Problem to work on: Can you carry the blog post about the Woman's Hour infertility discussion further, writing on from its last sentence?

National Infertility Awareness Week – Day Four – Woman’s Hour

Today’s Woman’s Hour, on BBC Radio Four, featured the story mentioned here yesterday about home sperm tests in a discussion with Tim Child from Oxford Fertility Unit and journalist Victoria Lambert.  As expected, the official line on home sperm testing is that you are far better off going to your GP and having it done properly, but the discussion also raised some wider issues.

Jenni Murray seemed quite genuinely surprised when Tim Child referred to infertility as a disease; it’s the idea that not being able to have children is somehow more about lifestyle that fuels the arguments about not funding treatment so it was good to hear Tim Child explain it so clearly.

The other big issue that came up during the discussion was the idea that infertility was somehow a woman’s problem – Victoria Lambert pointed out that although a number of female celebrities have now come out of the closet about their struggles to conceive, there aren’t similar numbers of male celebrities discussing their fertility problems – despite the fact that a fertility problem is just as likely to be down to the male partner as to the female.

I was particularly pleased to hear education being addressed – it’s so true that we focus all our attention on preventing pregnancy when we talk to teenagers about sex education, but in reality the odds show that they are far more likely to have a fertility problem in the future than to get pregnant at 15. Even now, some women are surprised to discover that fertility treatment can’t turn back the biological clock – and it’s a message we need to get across.

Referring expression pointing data
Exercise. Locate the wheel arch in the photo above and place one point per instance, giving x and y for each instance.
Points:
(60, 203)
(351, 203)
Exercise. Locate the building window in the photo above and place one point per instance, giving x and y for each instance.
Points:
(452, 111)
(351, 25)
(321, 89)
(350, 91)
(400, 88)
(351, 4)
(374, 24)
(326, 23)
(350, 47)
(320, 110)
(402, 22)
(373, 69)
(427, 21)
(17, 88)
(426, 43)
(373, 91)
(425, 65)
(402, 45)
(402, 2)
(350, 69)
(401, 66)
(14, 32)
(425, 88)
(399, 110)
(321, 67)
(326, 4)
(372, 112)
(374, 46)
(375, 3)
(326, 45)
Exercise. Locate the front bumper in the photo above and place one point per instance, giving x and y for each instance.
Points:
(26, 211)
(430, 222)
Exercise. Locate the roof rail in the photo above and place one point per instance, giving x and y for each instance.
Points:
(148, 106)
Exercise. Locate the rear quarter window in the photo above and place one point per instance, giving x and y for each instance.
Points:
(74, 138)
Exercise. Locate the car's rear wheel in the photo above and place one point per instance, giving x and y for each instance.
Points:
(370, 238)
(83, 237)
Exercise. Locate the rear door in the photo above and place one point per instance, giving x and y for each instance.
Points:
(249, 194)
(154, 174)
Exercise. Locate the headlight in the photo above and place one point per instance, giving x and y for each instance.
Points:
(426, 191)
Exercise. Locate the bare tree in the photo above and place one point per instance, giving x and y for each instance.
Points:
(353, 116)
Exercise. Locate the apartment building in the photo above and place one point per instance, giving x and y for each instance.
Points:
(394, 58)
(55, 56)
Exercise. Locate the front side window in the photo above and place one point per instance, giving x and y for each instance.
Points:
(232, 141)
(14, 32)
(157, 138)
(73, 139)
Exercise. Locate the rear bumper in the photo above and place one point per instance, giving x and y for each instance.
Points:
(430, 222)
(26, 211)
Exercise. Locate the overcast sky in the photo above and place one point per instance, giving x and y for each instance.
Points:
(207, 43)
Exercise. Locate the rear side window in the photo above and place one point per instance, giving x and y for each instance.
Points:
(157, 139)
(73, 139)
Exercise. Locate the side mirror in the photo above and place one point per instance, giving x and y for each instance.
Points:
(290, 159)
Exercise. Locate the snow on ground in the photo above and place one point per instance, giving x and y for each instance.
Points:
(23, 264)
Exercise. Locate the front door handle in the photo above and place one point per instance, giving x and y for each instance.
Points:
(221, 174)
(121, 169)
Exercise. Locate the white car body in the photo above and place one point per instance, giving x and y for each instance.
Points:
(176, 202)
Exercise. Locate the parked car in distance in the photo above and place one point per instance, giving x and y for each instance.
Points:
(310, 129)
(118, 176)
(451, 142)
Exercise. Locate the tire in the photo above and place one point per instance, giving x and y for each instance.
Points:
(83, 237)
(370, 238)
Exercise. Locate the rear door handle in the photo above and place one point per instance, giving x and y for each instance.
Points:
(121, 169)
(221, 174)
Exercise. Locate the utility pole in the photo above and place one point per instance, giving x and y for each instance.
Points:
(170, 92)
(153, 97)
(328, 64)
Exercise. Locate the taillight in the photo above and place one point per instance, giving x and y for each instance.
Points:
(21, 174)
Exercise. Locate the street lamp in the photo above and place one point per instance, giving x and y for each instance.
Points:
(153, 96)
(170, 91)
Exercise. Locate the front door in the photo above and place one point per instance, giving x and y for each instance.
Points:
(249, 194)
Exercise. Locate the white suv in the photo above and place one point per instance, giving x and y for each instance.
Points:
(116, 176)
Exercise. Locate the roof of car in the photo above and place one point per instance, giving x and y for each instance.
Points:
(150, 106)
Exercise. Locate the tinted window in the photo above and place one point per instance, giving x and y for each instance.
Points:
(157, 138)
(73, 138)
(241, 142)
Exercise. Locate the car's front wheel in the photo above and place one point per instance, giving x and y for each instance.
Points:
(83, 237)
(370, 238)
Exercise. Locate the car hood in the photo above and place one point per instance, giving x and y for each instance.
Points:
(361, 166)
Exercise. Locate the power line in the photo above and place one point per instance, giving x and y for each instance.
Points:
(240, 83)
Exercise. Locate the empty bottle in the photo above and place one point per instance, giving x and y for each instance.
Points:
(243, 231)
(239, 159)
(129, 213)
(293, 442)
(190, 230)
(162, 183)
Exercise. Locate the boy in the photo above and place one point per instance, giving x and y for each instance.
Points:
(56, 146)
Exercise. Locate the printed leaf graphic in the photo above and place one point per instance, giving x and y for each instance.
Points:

Answer area:
It was good to hear these issues aired during National Infertility Awareness Week – if you didn’t hear the programme, you can still catch it here – we must just hope that raising awareness will have a longer-term effect on attitudes and understanding.

Home fertility tests for men

DownloadedFile-17If you’ve read about the home fertility tests for men which you can buy over-the-counter, you may be interested to listen to BBC Woman’s Hour tomorrow morning where fertility specialist Tim Child from the Oxford Fertility Unit will be discussing the issue.

The tests, which cost £30 and take ten minutes, claim to give you the opportunity to check whether a man’s sperm is “normal” or “low”.  Although the test is apparently not bad at checking the number of sperm in the sample, what it can’t do is test how healthy they are – which is not ideal as having lots of sperm doesn’t necessarily mean that they are capable of fertilising an egg if the majority are abnormal.

Most family doctors will carry out a free sperm test if there are problems conceiving, and as this should be far more accurate I am not quite sure why you’d want to spend £30 on doing it at home when it will be far less accurate – but let’s see what the experts have to say about it tomorrow!